# [STATED PROBLEM]
Do these statements agree with the essay "War in Winter"? 1. The turnpike was completed in 1848. 2. The author's cabin sits three miles from pavement. 3. Many of the confederate soldiers at Camp Allegheny came from Macon, Georgia. Answer yes or no for each, and quote the words of the essay that decide it.

# [SELECTION]
Dawn
Baldwin
Writing for me.

War in Winter

Mar 26, 2021

A long span of winter weather probably doesn’t set most people to thinking about the American Civil War. In my city life I never gave our most deadly war much thought in any season. That changed 20 years ago, when I decided to build a log cabin on a remote mountain ridge in eastern West Virginia. My off-grid home is located five miles from pavement, up a rocky dirt road that resembles a streambed or a mud wallow, depending on the season. You’d never dream it was once part of the major thoroughfare from Staunton, Virginia in the upper Shenandoah Valley, to Parkersburg, West Virginia, on the Ohio River. A marvel of 19th century engineering, the 180-mile turnpike took 10 years to build, and was completed in 1848, opening up what was then western Virginia to white settlement and commerce. There are just a handful of original sections remaining; I live on one such 12-mile stretch.

Three miles past my gate is Camp Allegheny Battlefield, where one of the earliest campaigns of the war was fought over control of the turnpike and the access it provided to the B&O Railroad, claimed as a supply line by both sides. Here, and at nearby forts, the two armies faced each other through the wretched fall and winter of 1861 and the bitter spring that followed, a season of deprivation, illness and loss. Many of the confederate soldiers stationed at Camp Allegheny were from Macon, Georgia and coastal Virginia. It was their first experience of snow. I can imagine how fast the novelty wore off.

I’ve thought about the soldiers many days this winter. As I’ve pulled neoprene-lined muck boots over dry wool socks. As I’ve walked out of my heated, weather-tight cabin decked out in a goosedown-stuffed parka made of waterproof firehose cloth. As, on more than one occasion, my fingers have gone numb, even sheathed in Gore-tex gloves.

# [ROWS]
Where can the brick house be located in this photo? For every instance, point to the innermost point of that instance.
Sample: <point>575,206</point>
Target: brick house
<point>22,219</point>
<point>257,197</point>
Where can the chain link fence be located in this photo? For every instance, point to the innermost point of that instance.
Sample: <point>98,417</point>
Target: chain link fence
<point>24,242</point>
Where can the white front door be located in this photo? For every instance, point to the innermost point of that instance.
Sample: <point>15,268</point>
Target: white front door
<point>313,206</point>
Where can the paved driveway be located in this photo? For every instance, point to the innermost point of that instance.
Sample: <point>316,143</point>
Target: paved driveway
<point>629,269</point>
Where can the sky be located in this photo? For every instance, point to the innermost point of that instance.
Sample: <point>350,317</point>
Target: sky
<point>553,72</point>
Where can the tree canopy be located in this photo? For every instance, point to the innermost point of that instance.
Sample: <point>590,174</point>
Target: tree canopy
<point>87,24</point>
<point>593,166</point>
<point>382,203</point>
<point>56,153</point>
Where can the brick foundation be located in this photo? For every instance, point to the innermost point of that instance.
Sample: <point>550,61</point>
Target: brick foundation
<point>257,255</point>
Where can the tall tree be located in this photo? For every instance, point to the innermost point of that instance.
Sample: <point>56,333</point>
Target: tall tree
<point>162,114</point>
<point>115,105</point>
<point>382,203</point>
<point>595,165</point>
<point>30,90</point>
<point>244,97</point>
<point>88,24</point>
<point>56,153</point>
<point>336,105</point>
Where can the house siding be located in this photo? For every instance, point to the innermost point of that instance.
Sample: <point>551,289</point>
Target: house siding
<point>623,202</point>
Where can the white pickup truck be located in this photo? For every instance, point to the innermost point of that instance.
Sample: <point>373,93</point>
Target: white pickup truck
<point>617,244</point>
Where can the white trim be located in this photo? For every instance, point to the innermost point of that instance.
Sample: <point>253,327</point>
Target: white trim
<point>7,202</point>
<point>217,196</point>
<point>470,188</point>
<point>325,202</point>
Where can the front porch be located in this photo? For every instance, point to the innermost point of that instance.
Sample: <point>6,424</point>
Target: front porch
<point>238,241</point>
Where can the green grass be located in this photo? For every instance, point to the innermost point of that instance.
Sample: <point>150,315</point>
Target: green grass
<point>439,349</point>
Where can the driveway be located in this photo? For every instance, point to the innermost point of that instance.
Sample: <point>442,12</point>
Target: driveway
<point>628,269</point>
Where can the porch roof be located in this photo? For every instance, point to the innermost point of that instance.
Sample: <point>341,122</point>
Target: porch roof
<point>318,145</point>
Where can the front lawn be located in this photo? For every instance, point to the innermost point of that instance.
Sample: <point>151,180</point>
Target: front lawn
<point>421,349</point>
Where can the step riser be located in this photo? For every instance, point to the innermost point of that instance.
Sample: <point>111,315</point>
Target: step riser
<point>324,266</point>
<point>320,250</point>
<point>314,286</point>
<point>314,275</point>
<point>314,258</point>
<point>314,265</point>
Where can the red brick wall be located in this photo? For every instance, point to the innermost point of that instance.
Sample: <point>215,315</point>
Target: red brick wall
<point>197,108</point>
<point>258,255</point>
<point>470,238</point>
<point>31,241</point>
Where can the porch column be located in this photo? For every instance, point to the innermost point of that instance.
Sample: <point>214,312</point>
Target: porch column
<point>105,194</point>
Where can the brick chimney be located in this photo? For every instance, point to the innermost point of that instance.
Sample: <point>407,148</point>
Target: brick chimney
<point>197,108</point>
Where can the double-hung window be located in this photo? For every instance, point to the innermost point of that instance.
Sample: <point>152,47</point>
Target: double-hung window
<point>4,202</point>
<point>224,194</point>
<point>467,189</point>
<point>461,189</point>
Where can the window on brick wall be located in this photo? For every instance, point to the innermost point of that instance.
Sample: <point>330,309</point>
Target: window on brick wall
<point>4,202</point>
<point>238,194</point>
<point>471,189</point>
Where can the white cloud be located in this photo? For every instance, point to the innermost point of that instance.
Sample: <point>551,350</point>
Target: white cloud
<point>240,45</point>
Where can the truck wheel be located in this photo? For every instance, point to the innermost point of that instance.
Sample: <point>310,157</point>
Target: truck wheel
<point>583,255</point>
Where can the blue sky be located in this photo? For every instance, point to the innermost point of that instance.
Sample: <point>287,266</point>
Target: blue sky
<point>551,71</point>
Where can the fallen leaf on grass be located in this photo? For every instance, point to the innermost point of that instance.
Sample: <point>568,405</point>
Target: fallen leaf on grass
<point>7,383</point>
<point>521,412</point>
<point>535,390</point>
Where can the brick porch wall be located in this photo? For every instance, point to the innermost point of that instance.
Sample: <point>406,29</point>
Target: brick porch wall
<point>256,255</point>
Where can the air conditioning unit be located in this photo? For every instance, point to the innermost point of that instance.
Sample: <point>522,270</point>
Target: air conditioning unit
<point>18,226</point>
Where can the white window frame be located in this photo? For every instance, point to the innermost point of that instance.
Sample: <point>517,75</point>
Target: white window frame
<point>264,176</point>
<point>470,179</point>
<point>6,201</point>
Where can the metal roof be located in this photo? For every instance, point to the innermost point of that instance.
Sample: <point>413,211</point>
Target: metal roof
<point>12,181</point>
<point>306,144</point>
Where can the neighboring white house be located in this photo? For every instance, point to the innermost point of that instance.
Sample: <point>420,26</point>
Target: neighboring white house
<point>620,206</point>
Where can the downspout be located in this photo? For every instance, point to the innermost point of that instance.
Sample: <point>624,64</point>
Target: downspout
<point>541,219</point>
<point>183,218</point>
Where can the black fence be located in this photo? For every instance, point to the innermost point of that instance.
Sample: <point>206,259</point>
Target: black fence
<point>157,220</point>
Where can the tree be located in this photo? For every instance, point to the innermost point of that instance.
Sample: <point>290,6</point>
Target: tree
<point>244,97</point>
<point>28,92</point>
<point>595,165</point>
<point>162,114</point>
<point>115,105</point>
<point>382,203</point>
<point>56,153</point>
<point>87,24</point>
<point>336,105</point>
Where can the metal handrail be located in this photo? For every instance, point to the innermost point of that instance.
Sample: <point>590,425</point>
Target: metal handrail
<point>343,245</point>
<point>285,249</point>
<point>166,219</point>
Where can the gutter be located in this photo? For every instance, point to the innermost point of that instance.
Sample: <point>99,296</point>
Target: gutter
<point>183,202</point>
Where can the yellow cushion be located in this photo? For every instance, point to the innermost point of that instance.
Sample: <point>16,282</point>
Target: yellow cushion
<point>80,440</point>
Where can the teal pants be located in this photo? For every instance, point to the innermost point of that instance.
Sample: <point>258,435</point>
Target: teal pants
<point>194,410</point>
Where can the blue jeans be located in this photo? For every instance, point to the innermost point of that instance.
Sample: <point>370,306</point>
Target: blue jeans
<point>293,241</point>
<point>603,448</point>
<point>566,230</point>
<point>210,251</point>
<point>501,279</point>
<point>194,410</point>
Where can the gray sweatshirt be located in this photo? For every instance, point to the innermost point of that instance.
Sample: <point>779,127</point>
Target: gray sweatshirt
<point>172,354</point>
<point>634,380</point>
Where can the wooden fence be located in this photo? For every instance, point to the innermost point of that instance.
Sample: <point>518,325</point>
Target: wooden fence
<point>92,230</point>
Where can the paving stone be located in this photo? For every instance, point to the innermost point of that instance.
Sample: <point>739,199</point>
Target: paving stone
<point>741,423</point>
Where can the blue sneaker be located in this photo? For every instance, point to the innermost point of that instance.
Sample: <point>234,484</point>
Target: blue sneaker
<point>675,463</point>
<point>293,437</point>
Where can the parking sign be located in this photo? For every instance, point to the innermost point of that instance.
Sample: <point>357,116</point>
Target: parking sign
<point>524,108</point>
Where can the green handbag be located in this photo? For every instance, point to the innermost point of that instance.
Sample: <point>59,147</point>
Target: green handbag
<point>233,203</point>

# [TASK RESULT]
1. Yes: "was completed in 1848"
2. No: "located five miles from pavement"
3. Yes: "Many of the confederate soldiers stationed at Camp Allegheny were from Macon, Georgia and coastal Virginia."